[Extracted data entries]

========================================================================

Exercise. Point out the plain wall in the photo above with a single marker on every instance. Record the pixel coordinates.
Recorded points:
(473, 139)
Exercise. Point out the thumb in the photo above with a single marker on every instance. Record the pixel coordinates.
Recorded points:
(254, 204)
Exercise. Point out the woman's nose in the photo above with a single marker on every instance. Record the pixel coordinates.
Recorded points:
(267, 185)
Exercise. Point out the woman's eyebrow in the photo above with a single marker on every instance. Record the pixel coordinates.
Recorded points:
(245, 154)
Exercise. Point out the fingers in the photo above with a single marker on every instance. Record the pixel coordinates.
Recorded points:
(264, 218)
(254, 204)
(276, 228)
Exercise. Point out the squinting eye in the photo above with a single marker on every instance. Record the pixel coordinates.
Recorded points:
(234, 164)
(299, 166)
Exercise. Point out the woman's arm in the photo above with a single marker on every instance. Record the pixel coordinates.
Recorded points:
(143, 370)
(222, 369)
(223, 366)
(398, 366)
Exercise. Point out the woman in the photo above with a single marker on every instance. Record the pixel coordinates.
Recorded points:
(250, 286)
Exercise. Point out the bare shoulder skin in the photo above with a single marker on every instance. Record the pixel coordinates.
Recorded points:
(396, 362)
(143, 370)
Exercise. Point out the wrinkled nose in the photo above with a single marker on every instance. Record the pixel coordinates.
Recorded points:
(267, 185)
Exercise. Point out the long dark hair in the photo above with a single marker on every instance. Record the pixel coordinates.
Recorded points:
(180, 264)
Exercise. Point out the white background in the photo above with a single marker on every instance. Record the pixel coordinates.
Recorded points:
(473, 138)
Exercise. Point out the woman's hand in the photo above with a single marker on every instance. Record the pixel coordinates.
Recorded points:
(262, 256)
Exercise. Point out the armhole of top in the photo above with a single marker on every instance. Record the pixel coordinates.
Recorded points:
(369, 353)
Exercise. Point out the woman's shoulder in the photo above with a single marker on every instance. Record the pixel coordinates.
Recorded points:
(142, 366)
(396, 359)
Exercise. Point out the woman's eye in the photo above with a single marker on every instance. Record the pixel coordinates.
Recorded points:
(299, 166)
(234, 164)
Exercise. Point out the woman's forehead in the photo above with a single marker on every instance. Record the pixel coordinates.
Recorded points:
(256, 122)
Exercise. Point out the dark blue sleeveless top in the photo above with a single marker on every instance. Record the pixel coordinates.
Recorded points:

========================================================================

• WHAT IS REQUIRED:
Keeping every line exactly as it is, copy all the records.

• TASK RESULT:
Exercise. Point out the plain wall in the photo above with a single marker on every instance. Record the pixel coordinates.
Recorded points:
(473, 139)
Exercise. Point out the thumb in the photo above with a single marker on every instance. Record the pixel coordinates.
Recorded points:
(254, 204)
Exercise. Point out the woman's nose in the photo above with a single marker on every instance. Record the pixel coordinates.
Recorded points:
(267, 185)
Exercise. Point out the woman's eyebrow in the photo above with a single marker on every instance. Record the pixel coordinates.
Recorded points:
(245, 154)
Exercise. Point out the fingers in the photo above with a single marker on every instance. Record the pixel coordinates.
Recorded points:
(264, 218)
(254, 204)
(276, 228)
Exercise. Point out the squinting eye in the photo above with a single marker on every instance. Record the pixel coordinates.
Recorded points:
(234, 164)
(299, 166)
Exercise. Point out the woman's arm in the photo above with a single marker on every instance. Record the pixel coordinates.
Recorded points:
(143, 370)
(222, 369)
(223, 366)
(398, 366)
Exercise. Point out the woman in the photo above with a single marker on every instance. Record the pixel coordinates.
Recorded points:
(250, 286)
Exercise. Point out the bare shoulder skin in the photo above with a single marker on every instance. Record the pixel coordinates.
Recorded points:
(396, 362)
(143, 370)
Exercise. Point out the wrinkled nose in the photo above with a single marker on every instance. Record the pixel coordinates.
Recorded points:
(267, 185)
Exercise. Point out the long dark hair in the photo above with a single marker on every instance. Record the pixel coordinates.
Recorded points:
(180, 264)
Exercise. Point out the white background in the photo above with a single marker on every instance. Record the pixel coordinates.
Recorded points:
(473, 138)
Exercise. Point out the woman's hand in the photo above with a single marker on every instance. Record the pixel coordinates.
Recorded points:
(262, 256)
Exercise. Point out the armhole of top in the photo above with a single marker on every instance. Record the pixel coordinates.
Recorded points:
(369, 353)
Exercise. Point out the woman's shoulder in the photo above with a single marker on every instance. Record the pixel coordinates.
Recorded points:
(142, 366)
(396, 359)
Exercise. Point out the woman's eye in the photo above with a single marker on every instance. Record the pixel coordinates.
Recorded points:
(299, 166)
(234, 164)
Exercise. Point out the woman's forehead in the photo above with a single marker on every instance. Record the pixel coordinates.
Recorded points:
(256, 122)
Exercise. Point out the dark blue sleeveless top in the photo above with a single marker on every instance. Record the pixel coordinates.
Recorded points:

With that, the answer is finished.